Le personnage de BD Tintin, célèbre aventurier et reporter belge, à la houppette blonde, fait à nouveau l'actualité. Un jeune activiste congolais a récemment porté plainte devant la justice belge, contre X, et contre la société Moulinsart (détentrice des droits de l'œuvre de Hergé), pour dénoncer la dimension raciste de l'album Tintin au Congo, publié initialement en 1930, et regorgeant — selon le plaignant — de clichés coloniaux paternalistes.

L'accusateur, M. Bienvenu M'butu Mondondo, ne demande pas moins que l'interdiction de commercialisation de l'œuvre, ainsi que des dommages et intérêts.

▶ Données enregistrées:
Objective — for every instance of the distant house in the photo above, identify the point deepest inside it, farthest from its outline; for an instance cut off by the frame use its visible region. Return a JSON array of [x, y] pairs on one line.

▶ Consignes:
a: D'après le texte sur la plainte visant Tintin au Congo, en quelle année cet album a-t-il été publié pour la première fois ?
b: Reprenez le texte sur la plainte visant Tintin au Congo à la suite de sa dernière phrase.

▶ Réponses attendues:
a: En 1930.

b:
Cette plainte s'inscrit dans une longue et pénible tradition d'attaques régulières contre l'œuvre du dessinateur Georges Rémi, alias Hergé (1907-1983), dont nous fêtons cette année les cent ans de la naissance. Par exemple, au début du mois de juillet, déjà, la chaîne de librairies Borders avait demandé à ses succursales britanniques de classer les volumes de Tintin au Congoau rayon BD pour adultes , après la dénonciation par l'association Commission pour l'égalité raciale des traits racistes de cette histoire. Et cela n'est qu'un exemple récent : cela fait plusieurs décennies que les tenants du politiquement correct se font un devoir de harceler l'œuvre d'Hergé : il aurait été raciste dans Tintin au Congo, trop radicalement anti-communiste dans Tintin chez les Soviets, trop ambigu dans l'Étoile mystérieuse par rapport aux israélites, etc.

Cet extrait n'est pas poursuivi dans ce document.